## Activity
Return each record verbatim, images excluded.

** Opening Extracted information block **

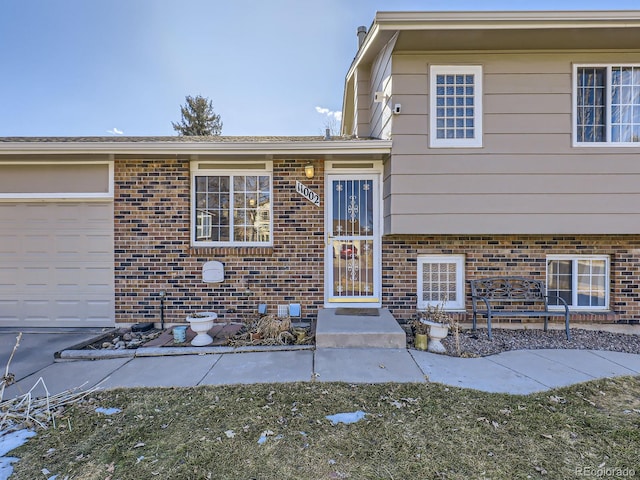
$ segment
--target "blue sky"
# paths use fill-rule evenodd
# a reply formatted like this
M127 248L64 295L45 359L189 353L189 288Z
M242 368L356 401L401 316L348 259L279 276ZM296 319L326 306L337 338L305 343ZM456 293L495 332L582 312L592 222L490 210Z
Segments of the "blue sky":
M341 109L356 29L378 10L603 8L591 0L450 4L2 0L0 136L174 135L186 95L213 101L223 135L320 135Z

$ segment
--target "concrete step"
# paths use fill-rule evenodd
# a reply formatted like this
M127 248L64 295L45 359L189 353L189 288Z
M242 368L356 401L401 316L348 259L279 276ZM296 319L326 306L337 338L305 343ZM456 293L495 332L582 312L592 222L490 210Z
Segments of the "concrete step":
M318 311L317 348L406 348L406 345L404 330L386 308Z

** Closing Extracted information block **

## Result for this task
$ segment
--target "blue sky"
# paths use fill-rule evenodd
# a reply formatted like this
M127 248L64 295L45 359L189 353L189 288Z
M242 368L356 401L401 316L348 259L279 276ZM296 319L326 306L337 338L305 343ZM456 293L495 332L582 312L592 222L490 210Z
Segments of the "blue sky":
M341 109L356 29L378 10L603 8L591 0L450 4L2 0L0 136L174 135L186 95L213 101L223 135L320 135Z

$ segment
--target "concrete step"
# paths use fill-rule evenodd
# a reply formatted like this
M127 248L64 295L45 359L189 353L189 288Z
M242 368L356 401L401 316L348 259L279 276ZM296 319L326 306L337 338L305 343ZM456 293L495 332L582 312L592 222L490 210Z
Segments of the "concrete step":
M318 311L317 348L406 348L406 345L404 330L386 308Z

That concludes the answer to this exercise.